## TRY IT
Transcribe the whole listing below. Pictures do not go in the copy.

= = = = =

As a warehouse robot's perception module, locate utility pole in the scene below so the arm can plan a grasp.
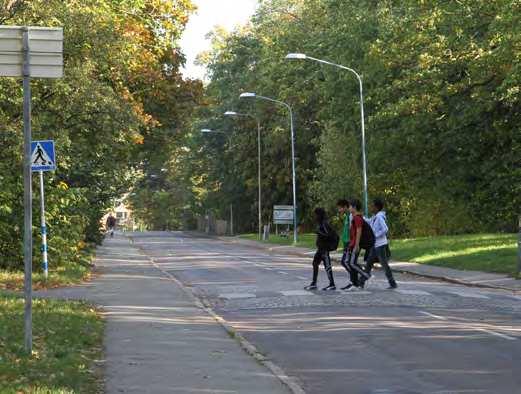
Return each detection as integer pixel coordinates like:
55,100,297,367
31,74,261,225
22,27,33,353
518,215,521,276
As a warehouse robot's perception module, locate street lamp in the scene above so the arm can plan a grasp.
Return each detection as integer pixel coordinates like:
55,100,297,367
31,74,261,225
286,53,369,216
224,111,263,241
240,92,298,244
200,127,234,235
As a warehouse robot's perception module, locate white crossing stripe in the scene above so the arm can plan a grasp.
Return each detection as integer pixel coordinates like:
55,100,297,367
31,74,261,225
445,290,489,299
347,291,372,295
297,276,308,280
281,290,316,297
219,293,256,300
396,289,432,296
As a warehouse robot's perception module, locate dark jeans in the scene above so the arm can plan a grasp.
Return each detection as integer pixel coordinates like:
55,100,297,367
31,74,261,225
365,245,396,286
340,247,369,287
312,249,335,286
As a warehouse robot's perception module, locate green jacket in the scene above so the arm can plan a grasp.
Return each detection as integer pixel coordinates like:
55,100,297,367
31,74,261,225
341,213,350,248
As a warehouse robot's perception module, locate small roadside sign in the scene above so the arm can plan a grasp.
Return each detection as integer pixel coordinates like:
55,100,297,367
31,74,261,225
31,140,56,171
273,205,294,225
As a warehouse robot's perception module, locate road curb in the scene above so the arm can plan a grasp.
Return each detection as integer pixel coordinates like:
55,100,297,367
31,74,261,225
211,235,519,293
128,235,306,394
389,267,518,293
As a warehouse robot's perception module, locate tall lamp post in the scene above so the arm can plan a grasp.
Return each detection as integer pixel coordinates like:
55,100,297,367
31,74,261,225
286,53,369,217
239,92,298,244
200,128,234,235
224,111,263,241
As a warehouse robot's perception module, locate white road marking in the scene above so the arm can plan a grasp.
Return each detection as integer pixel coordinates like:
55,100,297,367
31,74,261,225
281,290,316,297
445,290,489,299
420,311,448,320
346,290,372,295
396,289,432,296
420,311,517,341
219,293,256,300
278,271,289,275
476,328,517,341
297,276,308,280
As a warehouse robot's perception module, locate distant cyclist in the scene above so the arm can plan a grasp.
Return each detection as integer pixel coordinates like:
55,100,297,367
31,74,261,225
106,214,116,238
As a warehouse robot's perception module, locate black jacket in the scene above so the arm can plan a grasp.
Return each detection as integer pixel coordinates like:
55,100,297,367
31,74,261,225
315,220,333,250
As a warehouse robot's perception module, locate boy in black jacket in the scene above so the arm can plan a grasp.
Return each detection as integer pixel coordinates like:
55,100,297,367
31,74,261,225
305,207,336,291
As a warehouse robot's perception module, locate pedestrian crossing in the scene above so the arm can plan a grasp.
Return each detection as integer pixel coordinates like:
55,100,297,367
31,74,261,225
217,288,494,300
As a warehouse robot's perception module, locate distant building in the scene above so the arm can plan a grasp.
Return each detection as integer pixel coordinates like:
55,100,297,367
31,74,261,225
103,196,135,231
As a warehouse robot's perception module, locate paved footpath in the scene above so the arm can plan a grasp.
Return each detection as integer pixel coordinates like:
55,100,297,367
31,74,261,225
38,234,290,394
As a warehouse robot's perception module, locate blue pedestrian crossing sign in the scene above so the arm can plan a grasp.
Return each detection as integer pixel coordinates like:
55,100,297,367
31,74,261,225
31,140,56,172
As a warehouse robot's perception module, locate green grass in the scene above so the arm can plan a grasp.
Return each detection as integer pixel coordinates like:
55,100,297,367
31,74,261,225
0,263,92,292
0,293,104,393
391,233,518,275
240,232,518,275
1,248,95,292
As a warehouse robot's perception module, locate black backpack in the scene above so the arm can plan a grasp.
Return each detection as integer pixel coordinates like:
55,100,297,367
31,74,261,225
360,219,375,250
324,223,340,251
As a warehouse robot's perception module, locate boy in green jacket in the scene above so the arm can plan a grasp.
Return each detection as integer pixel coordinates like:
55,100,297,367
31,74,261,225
337,199,353,287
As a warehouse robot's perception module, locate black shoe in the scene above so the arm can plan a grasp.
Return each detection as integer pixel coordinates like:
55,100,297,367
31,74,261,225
322,284,336,291
341,284,354,291
387,283,398,289
304,284,318,291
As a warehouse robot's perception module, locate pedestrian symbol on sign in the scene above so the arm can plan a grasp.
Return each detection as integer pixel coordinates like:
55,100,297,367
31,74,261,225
33,144,50,165
30,140,56,172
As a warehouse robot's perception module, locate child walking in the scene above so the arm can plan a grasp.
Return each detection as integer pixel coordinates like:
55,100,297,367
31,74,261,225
305,208,337,291
342,199,371,290
362,198,397,289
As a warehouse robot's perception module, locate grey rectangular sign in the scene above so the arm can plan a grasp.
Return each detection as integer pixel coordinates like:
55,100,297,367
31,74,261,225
273,205,294,225
0,26,63,78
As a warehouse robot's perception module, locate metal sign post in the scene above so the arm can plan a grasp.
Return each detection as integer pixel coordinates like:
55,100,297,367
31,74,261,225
31,140,56,280
0,25,63,353
22,27,32,354
39,171,48,278
230,204,234,236
518,215,521,276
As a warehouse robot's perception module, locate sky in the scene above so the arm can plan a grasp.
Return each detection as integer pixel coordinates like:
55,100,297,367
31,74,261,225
179,0,258,80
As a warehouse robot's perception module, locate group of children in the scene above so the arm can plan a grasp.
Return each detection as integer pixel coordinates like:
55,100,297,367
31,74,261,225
305,198,397,291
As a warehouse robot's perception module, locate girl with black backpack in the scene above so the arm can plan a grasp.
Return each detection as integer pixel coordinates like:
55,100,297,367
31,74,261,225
304,207,338,291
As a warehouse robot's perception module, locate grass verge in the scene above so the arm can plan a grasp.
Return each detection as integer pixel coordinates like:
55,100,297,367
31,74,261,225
240,233,518,275
0,249,95,291
0,292,104,393
390,233,517,274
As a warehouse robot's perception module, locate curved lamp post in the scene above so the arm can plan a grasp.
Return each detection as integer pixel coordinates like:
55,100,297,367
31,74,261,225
240,92,298,244
224,111,263,241
286,53,369,216
201,128,234,235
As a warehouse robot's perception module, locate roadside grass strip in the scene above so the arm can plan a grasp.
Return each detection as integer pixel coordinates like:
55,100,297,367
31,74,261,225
391,233,517,274
240,233,517,275
0,293,104,393
0,264,91,292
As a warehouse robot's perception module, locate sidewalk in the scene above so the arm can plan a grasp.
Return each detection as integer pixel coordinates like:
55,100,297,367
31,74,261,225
37,235,291,394
218,236,521,292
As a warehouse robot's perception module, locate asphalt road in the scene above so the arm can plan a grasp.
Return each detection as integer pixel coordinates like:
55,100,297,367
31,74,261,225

= = = = =

## OUTPUT FOR THIS EXERCISE
As a warehouse robot's perception module, locate utility pole in the scene below so the arm can plan a grasp.
Return each detection as integer pixel coordinates like:
55,100,297,367
31,74,261,225
22,27,33,353
518,215,521,276
As a warehouse robot's perception module, locate street lamp in the scene above so the arm can plan a grasp.
Return each detection as integer pixel coordinates like:
55,100,297,367
31,74,261,225
286,53,369,216
224,111,263,241
240,92,298,244
200,127,234,235
As a warehouse robot's perception module, locate white crossing stripe in the scene above so the arm can plan a grasp.
Return each detection as integer pixel coordinates like:
55,100,297,367
31,74,261,225
445,290,489,299
347,291,372,295
297,276,308,280
281,290,316,297
219,293,256,300
396,289,432,296
As a warehouse robot's perception module, locate dark jeans in the scene above so the arm can plan a grasp.
Return each detection as integer pixel coordinates like:
55,100,297,367
31,74,261,225
365,245,396,286
340,247,369,287
312,249,335,286
As a warehouse robot's perception module, locate green jacket in the scene above so the arm can plan a grasp.
Return each detection as integer pixel coordinates like:
55,100,297,367
31,74,261,225
341,213,350,248
As a warehouse robot's perception module, locate small roadside sign in the scene above so the arm can plan a grasp.
Return each detection as integer pixel coordinates like:
55,100,297,367
31,74,261,225
31,140,56,171
273,205,294,225
As a warehouse robot's perception module, locate road curb in the scene above so the arm can plan a grasp.
Return each detection as integer pixel coordinates like:
55,100,297,367
31,74,261,225
211,235,519,293
128,235,306,394
389,267,518,293
As a warehouse robot's perception module, locate tall lamp post in the scene above so the arm can plan a grasp.
Return each detection as integer pixel coordinates like:
55,100,297,367
31,74,261,225
286,53,369,217
239,92,298,244
200,128,234,235
224,111,263,241
As a warehouse robot's perception module, locate white road marking in the scene above so the arm can plan a grasp.
Return each detection as integer pixel coordinates like:
55,100,297,367
31,74,261,225
281,290,316,297
445,290,489,299
420,311,448,320
346,290,372,295
396,289,432,296
420,311,517,341
219,293,256,300
278,271,289,275
476,328,517,341
297,276,308,280
As a warehouse robot's perception module, locate distant cyclist in the scene above so the arm can plan a grasp.
Return each detection as integer pixel coordinates like:
55,100,297,367
31,74,261,225
106,214,116,238
As a warehouse robot's perception module, locate black jacket in the scene above so the arm can plan a grasp.
Return each detection as integer pixel coordinates like:
55,100,297,367
31,74,261,225
315,220,333,250
As a warehouse robot's perception module, locate boy in black jacket in the scene above so the arm can plan a grasp.
Return each detection as integer pixel coordinates like:
55,100,297,367
31,74,261,225
305,207,336,291
As a warehouse robot's perception module, locate pedestrian crossing in the scene above so the arm can plan a grasp.
Return each detection as integer pixel coordinates like:
55,100,297,367
31,74,261,225
217,288,494,300
As a warehouse robot's perception module, locate distant building in the scene above so the arm can plan a grasp.
Return each detection as integer pixel coordinates like:
55,100,297,367
31,74,261,225
103,196,135,231
As a warehouse robot's perception module, locate paved footpath in the scene above so the arm can plan a grasp.
Return each detection as integer pixel coordinates like:
55,100,297,367
31,74,261,225
38,234,290,394
As a warehouse robot's perception module, locate blue pedestrian crossing sign in the scene above so the arm can plan a grasp.
Return each detection as integer pixel coordinates like:
55,100,297,367
31,74,261,225
31,140,56,172
As a warehouse robot's perception module, locate green grass in the scene above so the arm can plan a grasp.
Return each detection as integer pixel coordinates like:
55,100,297,367
31,74,261,225
0,263,92,292
0,293,104,393
391,233,518,275
240,232,518,275
1,248,95,292
As a warehouse robot's perception module, locate black backpack in the scene above so the arm can plan a grasp.
Return each detection as integer pixel coordinates like:
55,100,297,367
31,74,261,225
360,219,375,250
324,223,340,251
As a warehouse robot's perception module, locate boy in green jacket in the scene above so the arm can plan a grasp.
Return each detection as integer pixel coordinates like:
55,100,297,367
31,74,261,225
337,199,353,287
As a warehouse robot's perception module, locate black shoe in the scene above so the arm can plan a grasp.
Return each detection as integer pixel coordinates like:
55,100,297,367
31,74,261,225
322,284,336,291
341,284,354,291
387,283,398,289
304,284,318,291
As a warehouse robot's perception module, locate pedestrian symbol on sign in the scene above so the arm can plan a grasp.
Return each detection as integer pixel coordinates like:
55,100,297,367
31,74,261,225
33,144,50,165
30,140,56,172
As a warehouse robot's perception module, locate child walking in the scene above so the arm can plan a grasp.
Return each detection as integer pixel coordinates like:
55,100,297,367
31,74,261,225
305,208,337,291
342,199,371,290
362,198,397,289
As a warehouse robot's perception module, locate grey rectangular sign in the scene above so the arm can plan a grasp.
Return each detection as integer pixel coordinates like:
55,100,297,367
31,74,261,225
273,205,294,225
0,26,63,78
As a warehouse robot's perception module, locate metal sign post in the scene above so the arm can plan a grasp.
Return each detection as integer pixel coordinates like:
55,100,297,367
31,74,261,225
31,140,56,280
0,25,63,353
22,27,32,354
39,171,48,278
230,204,234,236
518,215,521,276
As a warehouse robot's perception module, locate sky in the scene above so the arm can plan a grasp.
Return each detection as integer pixel coordinates like:
55,100,297,367
31,74,261,225
179,0,258,80
As a warehouse robot's perception module, locate group of children in the scene above so the arm can plan a grasp.
Return each detection as integer pixel coordinates like:
55,100,297,367
31,74,261,225
305,198,397,291
As a warehouse robot's perception module, locate girl with black backpack in the scene above so the arm can plan a grasp.
Return each detection as integer pixel coordinates like:
55,100,297,367
31,74,261,225
304,207,338,291
As a warehouse robot's perception module, locate grass verge in the scene above so the arm can plan a grasp.
Return each detection as integer pixel coordinates like:
55,100,297,367
31,74,261,225
240,233,518,275
0,249,95,291
0,292,104,393
390,233,517,274
As a warehouse robot's perception module, locate curved lamp post in the scene above so the arm can plan a grasp.
Return each detection as integer pixel coordinates like:
55,100,297,367
31,74,261,225
240,92,298,244
224,111,263,241
286,53,369,216
201,128,234,235
As a warehouse robot's perception module, locate roadside grass strip in the scene above so the arm can plan a grasp.
Return each detection as integer pixel coordinates like:
55,100,297,367
31,74,261,225
391,233,517,274
240,233,517,275
0,293,104,393
0,264,91,292
As a warehouse robot's perception module, locate sidewalk in the scene above so the arm can plan a grasp.
Return each detection as integer pixel coordinates like:
55,100,297,367
31,74,261,225
37,235,291,394
218,236,521,292
As a warehouse robot's perception module, locate asphalt road in the scene above so the arm can plan a grasp.
Return each detection as integer pixel coordinates like:
55,100,297,367
31,74,261,225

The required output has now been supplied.